▶ _EXCERPT PROVIDED_
•••••
I have had A LOT of people tell me A LOT of things I don’t want to hear. You didn’t get the part you wanted; the boy doesn’t like you that way; we can’t accept you to this program; you didn’t get the job; this medication won’t work; I can’t help you – the list goes on and on.
Lately, those things I don’t want to hear are less about not getting things, but about how to be or act or what I have to do. You have to attend, you need to help me, you have to do this for me.
I like helping people. I don’t think most people go into non-profits unless they want to help people (it’s certainly not for the money or the benefits or work hours.) But lately, those requests feel guilt-ridden, imposing, and detrimental to my progress. To clarify, these tasks aren’t imposing because someone is asking me to do something – it’s because A) they aren’t asking, they’re telling, making it not a “choice,” B) they don’t leave room for me to say no, C) they do not accept, believe, or understand how the task can impact my mental health.
Maybe I’ve created this relationship with others. In my depression and fear of disapproval, I have created relationships with unhealthy boundaries where it is assumed I will do what needs to get done, no matter its’ impact on me. But for these past 1o months, I have spent all of this time trying to evaluate what is good for me: what should my life look like; who should be in it; what I should do with it, in order to make me strong, healthy, and happy. Lately, I’ve felt myself being pulled into situations I have managed to avoid while I have been trying to regain strength. It’s not like I didn’t know they were there. However, I was hoping to hold them off long enough until I felt strong enough to deal with them.
Instead, I have people pushing me around, not respecting my feelings, invading my personal boundaries, “asking” me to do things that make me feel uncomfortable, ashamed or sad. All of them fall under the guises of “family,” “friendship,” or “mature responsibility.” But they feel like guilt and disappointment. I was frustrated the other day because when I thought about telling someone I didn’t want to do something because I didn’t want to do it, I knew the only way they would understand is if I was in a psychiatric hospital, on my way there, or dead. Otherwise, my “excuse” wouldn’t be valid enough.
My therapist wants me to take ownership of my choices. She wants me to learn to say no and accept that others’ disappointment is something I have to learn to live with, but still shouldn’t change me from doing what I know is right for me. She wants me to speak up for myself, to feel confident in making my own decisions, and accepting that others might not understand and might not forgive but that is their choice, not mine.
I don’t think she is saying you don’t have to have responsibility in your life. You can’t always not go to work because you just don’t feel like doing an assignment. But you are allowed to tell people in your life, especially people who don’t understand the impact a social event or task might take on your well-being, that you cannot and will not do something.
•••••
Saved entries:

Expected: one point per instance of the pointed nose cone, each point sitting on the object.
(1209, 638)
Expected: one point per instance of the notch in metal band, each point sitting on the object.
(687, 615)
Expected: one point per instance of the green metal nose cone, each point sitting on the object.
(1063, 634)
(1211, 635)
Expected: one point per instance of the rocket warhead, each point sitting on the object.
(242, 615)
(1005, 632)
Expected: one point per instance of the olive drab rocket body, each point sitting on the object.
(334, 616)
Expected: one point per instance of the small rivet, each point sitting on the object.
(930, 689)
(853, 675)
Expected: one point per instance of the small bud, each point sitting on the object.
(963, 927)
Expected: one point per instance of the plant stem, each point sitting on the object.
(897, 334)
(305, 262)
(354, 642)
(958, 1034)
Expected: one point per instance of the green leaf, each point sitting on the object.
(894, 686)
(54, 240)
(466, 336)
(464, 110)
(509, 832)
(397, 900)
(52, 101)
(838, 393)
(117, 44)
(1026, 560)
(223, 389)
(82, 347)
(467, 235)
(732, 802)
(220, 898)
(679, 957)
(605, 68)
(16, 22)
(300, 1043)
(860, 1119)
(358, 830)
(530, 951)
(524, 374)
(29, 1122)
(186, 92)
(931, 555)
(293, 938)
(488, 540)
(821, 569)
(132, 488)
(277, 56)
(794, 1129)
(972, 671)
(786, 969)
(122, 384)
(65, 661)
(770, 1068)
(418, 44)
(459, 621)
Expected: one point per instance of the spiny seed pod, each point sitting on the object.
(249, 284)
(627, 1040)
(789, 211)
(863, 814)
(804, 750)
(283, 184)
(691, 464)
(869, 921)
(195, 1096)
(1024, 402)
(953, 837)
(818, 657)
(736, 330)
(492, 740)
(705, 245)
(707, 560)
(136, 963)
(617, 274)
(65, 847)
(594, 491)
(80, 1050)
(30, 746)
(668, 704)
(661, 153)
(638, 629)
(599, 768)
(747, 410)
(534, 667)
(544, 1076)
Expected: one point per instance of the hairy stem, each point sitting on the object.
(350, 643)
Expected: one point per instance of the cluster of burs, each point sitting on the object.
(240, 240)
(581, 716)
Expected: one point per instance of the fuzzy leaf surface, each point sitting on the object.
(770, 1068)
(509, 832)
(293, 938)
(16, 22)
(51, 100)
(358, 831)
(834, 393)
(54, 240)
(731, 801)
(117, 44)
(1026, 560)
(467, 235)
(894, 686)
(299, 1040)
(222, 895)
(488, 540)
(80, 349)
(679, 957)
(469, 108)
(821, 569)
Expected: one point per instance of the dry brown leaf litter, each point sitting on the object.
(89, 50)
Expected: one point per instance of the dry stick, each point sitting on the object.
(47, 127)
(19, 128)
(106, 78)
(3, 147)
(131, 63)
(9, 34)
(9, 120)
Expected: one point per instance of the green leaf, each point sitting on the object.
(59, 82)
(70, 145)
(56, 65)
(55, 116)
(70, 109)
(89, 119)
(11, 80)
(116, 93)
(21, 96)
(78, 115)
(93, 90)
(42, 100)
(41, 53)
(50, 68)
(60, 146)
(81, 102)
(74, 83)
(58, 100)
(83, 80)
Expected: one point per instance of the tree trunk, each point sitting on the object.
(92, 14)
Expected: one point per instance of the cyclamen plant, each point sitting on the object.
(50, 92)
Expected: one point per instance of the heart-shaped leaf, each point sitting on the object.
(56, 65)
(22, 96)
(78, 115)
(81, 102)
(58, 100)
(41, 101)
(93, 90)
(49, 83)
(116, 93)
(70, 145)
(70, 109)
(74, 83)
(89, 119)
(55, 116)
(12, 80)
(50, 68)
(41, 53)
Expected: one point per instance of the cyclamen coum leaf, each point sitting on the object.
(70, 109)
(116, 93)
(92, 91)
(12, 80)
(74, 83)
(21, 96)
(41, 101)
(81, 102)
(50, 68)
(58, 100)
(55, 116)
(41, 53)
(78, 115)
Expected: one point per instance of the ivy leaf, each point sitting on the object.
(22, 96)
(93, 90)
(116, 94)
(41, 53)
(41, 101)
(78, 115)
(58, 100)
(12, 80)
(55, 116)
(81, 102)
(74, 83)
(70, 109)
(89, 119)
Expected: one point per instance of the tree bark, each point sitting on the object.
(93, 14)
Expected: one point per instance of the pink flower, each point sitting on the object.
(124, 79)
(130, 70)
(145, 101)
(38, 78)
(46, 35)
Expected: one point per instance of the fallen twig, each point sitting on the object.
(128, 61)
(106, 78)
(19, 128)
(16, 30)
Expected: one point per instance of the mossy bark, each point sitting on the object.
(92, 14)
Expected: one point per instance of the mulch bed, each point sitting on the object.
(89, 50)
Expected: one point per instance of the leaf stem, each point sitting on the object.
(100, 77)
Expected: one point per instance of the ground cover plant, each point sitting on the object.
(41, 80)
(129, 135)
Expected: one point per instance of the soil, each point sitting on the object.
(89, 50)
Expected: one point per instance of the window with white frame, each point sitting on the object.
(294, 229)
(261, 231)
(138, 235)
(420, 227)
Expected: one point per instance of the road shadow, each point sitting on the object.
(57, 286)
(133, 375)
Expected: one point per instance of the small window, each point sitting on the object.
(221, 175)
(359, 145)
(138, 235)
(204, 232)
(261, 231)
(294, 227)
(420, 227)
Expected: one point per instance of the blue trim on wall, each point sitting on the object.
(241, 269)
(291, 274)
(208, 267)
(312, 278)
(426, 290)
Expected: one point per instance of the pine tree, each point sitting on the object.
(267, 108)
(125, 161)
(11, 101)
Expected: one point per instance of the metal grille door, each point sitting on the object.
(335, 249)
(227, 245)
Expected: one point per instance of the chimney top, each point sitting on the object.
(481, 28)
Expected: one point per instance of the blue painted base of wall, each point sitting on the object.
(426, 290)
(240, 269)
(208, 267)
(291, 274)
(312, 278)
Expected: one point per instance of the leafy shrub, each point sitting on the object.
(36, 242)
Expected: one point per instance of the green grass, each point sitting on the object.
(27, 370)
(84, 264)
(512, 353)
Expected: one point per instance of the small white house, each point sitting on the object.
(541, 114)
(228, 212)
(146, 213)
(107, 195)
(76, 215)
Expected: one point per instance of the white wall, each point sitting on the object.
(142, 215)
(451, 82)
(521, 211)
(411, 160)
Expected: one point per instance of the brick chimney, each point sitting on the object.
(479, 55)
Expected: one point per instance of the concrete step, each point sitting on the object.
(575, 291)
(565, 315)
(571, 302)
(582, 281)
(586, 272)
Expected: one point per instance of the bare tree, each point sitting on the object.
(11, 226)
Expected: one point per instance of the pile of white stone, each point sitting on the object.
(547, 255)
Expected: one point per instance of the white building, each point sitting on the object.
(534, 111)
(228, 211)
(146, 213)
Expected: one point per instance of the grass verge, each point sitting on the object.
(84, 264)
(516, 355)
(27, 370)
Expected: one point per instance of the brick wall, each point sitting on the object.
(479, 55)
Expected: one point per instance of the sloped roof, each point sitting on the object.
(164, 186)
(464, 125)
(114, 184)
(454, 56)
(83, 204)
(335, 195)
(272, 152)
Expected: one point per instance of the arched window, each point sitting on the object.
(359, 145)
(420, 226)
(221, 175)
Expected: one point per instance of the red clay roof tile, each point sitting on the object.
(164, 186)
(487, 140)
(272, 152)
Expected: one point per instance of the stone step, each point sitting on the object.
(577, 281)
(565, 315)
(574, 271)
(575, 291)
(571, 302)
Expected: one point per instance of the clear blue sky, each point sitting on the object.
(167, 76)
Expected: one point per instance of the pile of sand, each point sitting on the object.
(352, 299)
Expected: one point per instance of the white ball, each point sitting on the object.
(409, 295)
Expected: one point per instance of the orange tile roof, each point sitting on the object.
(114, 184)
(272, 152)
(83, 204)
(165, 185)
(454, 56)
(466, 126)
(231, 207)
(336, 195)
•••••
▶ _WORK INSTRUCTIONS_
1 > In the post on setting boundaries, what things the writer didn't want to hear does the opening paragraph list?
2 > Write the next part of the post on setting boundaries, picking up after its final sentence.

▶ _OUTPUTS BY TASK_
1 >
- You didn't get the part you wanted
- The boy doesn't like you that way
- We can't accept you to this program
- You didn't get the job
- This medication won't work
- I can't help you

2 >
But life is more complicated than that. There are things you have to do sometimes, even if you don’t want to. Deep in your heart, you can say no, but at the end of the day, you have to get up and be there and deal with the mental implications later.
For me, when someone tells me they are unable to do something for or with me, I may feel disappointed, but I understand why and I empathize with their reasoning. But I don’t think all people do that. I believe some people are programmed to “suck it up” and “take one for the team.” It reminds me of how people often tell those with depression to “think positive” and “work harder.” It’s not that I WANT to disappoint anyone, but I also don’t want to fall backwards and spend months trying to get back to the state I was in. I find myself agreeing or being dismissed and crying later at my weakness, frustration, and fear.
In the past two weeks my anxiety has increased, I have been unable to sleep, and I feel exhausted all the time, unable to go to the gym, cook, or basically do the tasks I find help make me feel better and provide me with strength. I am going to try and do the tasks I have been told to do. I am going to try and create spaces where I can have time alone, try and get to the gym, eat healthy, and take deep breaths. I’m not hopeful I will. I see myself falling back into old habits.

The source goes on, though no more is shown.